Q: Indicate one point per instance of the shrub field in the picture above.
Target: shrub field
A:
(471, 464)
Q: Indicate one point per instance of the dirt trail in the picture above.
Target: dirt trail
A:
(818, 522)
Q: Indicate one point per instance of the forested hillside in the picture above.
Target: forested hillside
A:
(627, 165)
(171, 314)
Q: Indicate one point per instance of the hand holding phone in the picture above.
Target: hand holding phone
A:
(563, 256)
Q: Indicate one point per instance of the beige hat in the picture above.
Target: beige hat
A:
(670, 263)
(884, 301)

□ □ □ □

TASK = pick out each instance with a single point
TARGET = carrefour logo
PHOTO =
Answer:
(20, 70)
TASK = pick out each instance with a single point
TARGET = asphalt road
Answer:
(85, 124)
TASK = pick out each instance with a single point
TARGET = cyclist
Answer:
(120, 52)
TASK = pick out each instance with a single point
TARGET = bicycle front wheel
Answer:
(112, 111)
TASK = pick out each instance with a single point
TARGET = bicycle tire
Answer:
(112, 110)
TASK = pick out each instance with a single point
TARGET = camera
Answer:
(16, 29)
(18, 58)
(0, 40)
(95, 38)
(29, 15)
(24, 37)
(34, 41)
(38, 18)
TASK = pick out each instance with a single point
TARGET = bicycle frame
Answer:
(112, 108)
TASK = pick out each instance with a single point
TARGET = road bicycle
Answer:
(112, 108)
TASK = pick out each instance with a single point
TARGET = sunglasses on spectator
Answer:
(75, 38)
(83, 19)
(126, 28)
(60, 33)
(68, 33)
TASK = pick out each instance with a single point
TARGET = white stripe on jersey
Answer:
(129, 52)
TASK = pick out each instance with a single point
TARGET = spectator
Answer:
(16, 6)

□ □ □ □

## PROMPT:
From the data above, copy every line where "Indicate" appears.

## ANSWER BOX:
Q: Indicate one point per instance of the shrub field in the picture above.
Q: Indicate one point per instance of the dirt trail in the picture above.
Q: Indicate one point per instance of the forested hillside in the picture above.
Q: Indicate one point per instance of the hand holding phone in the picture above.
Q: Indicate one point per instance of the beige hat in the picture above.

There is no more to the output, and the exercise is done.